DOCUMENT SECTION
============
Vibration test results. The burst data from the VMSs give some interesting results. A Fourier analysis shows that both 1x and 3x the rotary speed have strong responses, Figs. 3 and 4. Additionally, the lower tool measured strong responses at frequencies between 100 Hz and 140 Hz. These are believed to be induced by the three-cone bit inserts. The upper tool also shows the 1x and 3x frequencies; however, the higher resonances are significantly reduced. They are being filtered out by the AVD tool, reducing the potential damage to components above the AVD. Figures 5 and 6, which display RMS vibration values vs. damping level, show that at one-third damping, for example, the axial and lateral vibration are minimized for both the uphole and the downhole sub. Thus the AVD is not only reducing vibration in the drillstring, but also at the bit, which results in the increased ROP noted in the test.

CONCLUSIONS

The AVD tool significantly improved drilling performance in this test. In shale the NROP increased by 73% and in siltstone the increase was 29%. The AVD responded to changes in lithology while drilling by changing the damping level, so increases in NROP were maintained. Optimizing the damping level in the tool minimizes vibration, both above and below the AVD. The AVD filters out the higher frequencies above the tool.

Based on these results, the AVD’s ability to actively monitor and respond to drilling vibrations will increase NROP by keeping the bit in more uniform contact with the rock face, thus improving drilling efficiency. It will increase bit life by eliminating shock and vibration damage. It will improve footage per bit, reduced the number of trips to drill the interval and increase downhole sensor life.

Over the past year, additional field testing in rocks of very high compressive strength, such as the Travis Peak, indicate that there is a significant reduction in broken teeth and greater than 10% improvement in ROP, which is in line with the findings from the harder rocks at RMOTC. And, in a deep, heavy oil base mud application in West Texas, both a rock bit and a heavy-set PDC bit showed significant measurable improvements in both ROP and footage drilled per bit run compared to offsets. A number of additional tests are planned in the near future. The results will be discussed in greater detail in subsequent papers.
============
DATASET ENTRIES
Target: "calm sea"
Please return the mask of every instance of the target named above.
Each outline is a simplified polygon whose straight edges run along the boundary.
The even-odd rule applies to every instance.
============
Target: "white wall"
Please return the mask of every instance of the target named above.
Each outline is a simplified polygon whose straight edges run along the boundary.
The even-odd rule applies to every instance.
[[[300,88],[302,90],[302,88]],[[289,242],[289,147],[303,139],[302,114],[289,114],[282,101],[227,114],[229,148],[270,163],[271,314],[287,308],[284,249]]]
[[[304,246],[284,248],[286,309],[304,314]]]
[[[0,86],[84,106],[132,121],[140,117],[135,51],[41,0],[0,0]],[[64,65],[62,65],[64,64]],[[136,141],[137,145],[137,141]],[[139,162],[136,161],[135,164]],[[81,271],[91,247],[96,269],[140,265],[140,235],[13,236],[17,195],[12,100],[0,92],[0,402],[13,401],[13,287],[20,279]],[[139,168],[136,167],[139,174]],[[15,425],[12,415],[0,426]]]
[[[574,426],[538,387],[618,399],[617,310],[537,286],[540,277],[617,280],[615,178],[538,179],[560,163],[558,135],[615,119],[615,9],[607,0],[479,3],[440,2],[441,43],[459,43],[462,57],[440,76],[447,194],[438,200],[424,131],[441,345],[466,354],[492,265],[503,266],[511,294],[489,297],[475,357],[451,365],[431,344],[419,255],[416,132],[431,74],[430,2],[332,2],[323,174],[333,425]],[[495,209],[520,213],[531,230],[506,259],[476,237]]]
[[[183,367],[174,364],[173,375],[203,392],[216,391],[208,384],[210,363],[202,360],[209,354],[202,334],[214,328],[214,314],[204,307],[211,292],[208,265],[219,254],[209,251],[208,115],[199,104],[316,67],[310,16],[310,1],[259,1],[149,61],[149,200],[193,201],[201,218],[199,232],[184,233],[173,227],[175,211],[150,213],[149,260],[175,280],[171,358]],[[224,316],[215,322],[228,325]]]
============
WORK REQUIRED
Can you duplicate the part of the drill-vibration text starting with "Over the past" and going on through "in subsequent papers."?

OUTPUT FOR THIS TASK
Over the past year, additional field testing in rocks of very high compressive strength, such as the Travis Peak, indicate that there is a significant reduction in broken teeth and greater than 10% improvement in ROP, which is in line with the findings from the harder rocks at RMOTC. And, in a deep, heavy oil base mud application in West Texas, both a rock bit and a heavy-set PDC bit showed significant measurable improvements in both ROP and footage drilled per bit run compared to offsets. A number of additional tests are planned in the near future. The results will be discussed in greater detail in subsequent papers.